[Tâche à faire 1]
Traduisez en anglais cette phrase du texte fourni : « J’aime beaucoup ce format de textes souvent très courts, un peu comme chez Joël Cornuault dont je parlais dans d’autres chroniques. »
[Tâche à faire 2]
Reprenez sous forme de liste le paragraphe du texte fourni qui commence par « De certaines pages se dégage », en gardant ses faits principaux.

[Texte fourni]
De certaines pages se dégage une nostalgie à laquelle je ne souscris pas tout le temps. Je ne suis pas sûr d’avoir envie de retrouver certaines conditions de vie d’il y a un siècle, mais il y a par contre un sens de la sobriété, de la sagesse, de l’autonomie que beaucoup cherchent à retrouver aujourd’hui, maintenant que l’on voit à quelles catastrophes nous conduit l’inconscience actuelle. Derrière le poète se cache un philosophe, mais aussi un militant exigeant mais jamais ennuyeux. J’aime beaucoup ce format de textes souvent très courts, un peu comme chez Joël Cornuault dont je parlais dans d’autres chroniques. Cela permet une pause enrichissante, un souffle entre deux activités qui se bousculent parfois dans nos programmes de journée.
Ce livre est édité chez « Bernard Campiche » à Genève et vous pouvez le commander chez votre libraire ou directement chez l’éditeur.

[Extraits de données]

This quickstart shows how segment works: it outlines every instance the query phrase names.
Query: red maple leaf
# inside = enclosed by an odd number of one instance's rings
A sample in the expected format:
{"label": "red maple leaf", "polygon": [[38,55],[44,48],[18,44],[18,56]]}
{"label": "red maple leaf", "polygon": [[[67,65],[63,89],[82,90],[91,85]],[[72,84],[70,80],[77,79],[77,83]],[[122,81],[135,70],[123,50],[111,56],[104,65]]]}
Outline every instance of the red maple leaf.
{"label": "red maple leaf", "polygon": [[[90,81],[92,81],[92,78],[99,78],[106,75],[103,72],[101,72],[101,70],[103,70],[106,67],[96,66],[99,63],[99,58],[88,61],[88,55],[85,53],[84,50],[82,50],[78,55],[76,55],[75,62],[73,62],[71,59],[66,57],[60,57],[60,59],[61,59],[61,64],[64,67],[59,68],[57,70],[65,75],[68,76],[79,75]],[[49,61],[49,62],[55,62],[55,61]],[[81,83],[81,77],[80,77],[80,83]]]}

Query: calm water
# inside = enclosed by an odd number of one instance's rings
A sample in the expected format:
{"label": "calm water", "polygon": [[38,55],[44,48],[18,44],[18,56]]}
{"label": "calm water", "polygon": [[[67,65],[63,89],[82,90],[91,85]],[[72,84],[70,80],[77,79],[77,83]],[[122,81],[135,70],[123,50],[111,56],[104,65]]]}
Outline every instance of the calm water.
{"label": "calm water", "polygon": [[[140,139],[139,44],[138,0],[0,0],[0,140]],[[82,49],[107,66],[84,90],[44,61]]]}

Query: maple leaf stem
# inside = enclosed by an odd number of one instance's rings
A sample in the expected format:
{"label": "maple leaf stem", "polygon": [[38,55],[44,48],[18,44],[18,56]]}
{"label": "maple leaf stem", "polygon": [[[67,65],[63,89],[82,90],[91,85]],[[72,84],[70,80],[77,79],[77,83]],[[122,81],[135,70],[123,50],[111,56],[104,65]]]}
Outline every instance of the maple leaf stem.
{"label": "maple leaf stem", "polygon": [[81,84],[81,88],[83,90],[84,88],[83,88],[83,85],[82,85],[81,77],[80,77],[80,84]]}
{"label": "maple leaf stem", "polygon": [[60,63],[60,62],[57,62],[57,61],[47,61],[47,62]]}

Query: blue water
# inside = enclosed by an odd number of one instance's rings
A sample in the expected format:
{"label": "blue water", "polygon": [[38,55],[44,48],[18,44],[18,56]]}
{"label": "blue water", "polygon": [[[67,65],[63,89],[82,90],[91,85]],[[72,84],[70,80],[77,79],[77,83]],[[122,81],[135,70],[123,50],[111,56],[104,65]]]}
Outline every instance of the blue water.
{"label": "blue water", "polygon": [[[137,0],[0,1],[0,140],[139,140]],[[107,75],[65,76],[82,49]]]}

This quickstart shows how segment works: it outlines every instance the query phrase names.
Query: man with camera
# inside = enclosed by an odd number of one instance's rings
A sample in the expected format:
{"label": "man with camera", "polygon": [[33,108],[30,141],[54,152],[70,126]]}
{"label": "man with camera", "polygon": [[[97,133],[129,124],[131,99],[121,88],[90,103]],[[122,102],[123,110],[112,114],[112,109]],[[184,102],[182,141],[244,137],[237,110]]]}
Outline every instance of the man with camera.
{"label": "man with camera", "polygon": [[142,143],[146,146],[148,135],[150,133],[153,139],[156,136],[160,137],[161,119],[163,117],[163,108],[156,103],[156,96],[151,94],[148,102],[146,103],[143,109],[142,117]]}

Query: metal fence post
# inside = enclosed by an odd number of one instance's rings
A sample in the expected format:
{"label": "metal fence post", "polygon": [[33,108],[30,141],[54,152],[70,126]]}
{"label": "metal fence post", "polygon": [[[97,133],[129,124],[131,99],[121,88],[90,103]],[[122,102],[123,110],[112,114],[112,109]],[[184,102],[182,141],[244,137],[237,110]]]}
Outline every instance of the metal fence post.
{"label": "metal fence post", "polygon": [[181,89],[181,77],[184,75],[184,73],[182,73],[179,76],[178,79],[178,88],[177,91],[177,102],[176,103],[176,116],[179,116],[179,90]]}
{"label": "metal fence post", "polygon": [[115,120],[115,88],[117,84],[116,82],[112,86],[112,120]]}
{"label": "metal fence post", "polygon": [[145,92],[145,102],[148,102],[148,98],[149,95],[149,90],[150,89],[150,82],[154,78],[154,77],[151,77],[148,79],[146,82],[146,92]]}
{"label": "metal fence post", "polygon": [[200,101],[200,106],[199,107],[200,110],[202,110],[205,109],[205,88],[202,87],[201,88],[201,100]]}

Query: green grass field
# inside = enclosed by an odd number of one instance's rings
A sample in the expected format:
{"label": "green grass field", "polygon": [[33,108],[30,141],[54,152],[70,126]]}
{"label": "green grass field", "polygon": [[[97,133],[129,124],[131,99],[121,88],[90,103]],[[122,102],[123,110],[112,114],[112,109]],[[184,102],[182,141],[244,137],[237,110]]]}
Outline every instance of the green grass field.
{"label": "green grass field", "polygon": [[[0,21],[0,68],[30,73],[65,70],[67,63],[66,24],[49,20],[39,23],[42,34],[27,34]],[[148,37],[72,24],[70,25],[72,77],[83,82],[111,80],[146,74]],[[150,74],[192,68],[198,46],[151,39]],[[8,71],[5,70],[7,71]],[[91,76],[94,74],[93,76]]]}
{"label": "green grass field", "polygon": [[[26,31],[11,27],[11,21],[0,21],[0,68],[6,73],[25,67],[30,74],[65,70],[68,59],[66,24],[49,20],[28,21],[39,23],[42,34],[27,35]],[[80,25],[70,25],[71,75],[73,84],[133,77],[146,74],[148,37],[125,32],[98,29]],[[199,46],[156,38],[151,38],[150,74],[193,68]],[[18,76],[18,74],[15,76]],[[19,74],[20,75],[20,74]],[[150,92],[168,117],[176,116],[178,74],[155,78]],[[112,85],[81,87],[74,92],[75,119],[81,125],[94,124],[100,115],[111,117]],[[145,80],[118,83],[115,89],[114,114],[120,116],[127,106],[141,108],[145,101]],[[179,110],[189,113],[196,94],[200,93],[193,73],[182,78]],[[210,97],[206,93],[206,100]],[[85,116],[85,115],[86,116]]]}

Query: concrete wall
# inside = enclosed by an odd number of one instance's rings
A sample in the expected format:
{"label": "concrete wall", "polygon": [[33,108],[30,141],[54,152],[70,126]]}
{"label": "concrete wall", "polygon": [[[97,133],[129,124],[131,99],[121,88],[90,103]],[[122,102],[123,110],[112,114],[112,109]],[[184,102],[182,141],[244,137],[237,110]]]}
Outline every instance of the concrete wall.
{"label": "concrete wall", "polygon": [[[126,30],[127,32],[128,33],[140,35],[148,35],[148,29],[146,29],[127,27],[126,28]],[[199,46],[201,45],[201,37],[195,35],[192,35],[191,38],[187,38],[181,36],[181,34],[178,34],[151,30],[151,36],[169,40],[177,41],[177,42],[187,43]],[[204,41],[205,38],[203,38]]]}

[Zone de réponse 1]
I really like this format of often very short texts, a bit like with Joël Cornuault, whom I talked about in other columns.

[Zone de réponse 2]
- Certaines pages dégagent une nostalgie qui n’est pas toujours partagée.
- Retrouver certaines conditions de vie d’il y a un siècle ne fait pas forcément envie.
- On y trouve en revanche un sens de la sobriété, de la sagesse et de l’autonomie que beaucoup cherchent à retrouver aujourd’hui, face aux catastrophes où mène l’inconscience actuelle.
- Derrière le poète se cachent un philosophe et un militant exigeant mais jamais ennuyeux.
- Le format des textes, souvent très courts, est très apprécié, comme chez Joël Cornuault, déjà évoqué dans d’autres chroniques.
- Ces textes offrent une pause enrichissante entre des activités qui se bousculent parfois dans la journée.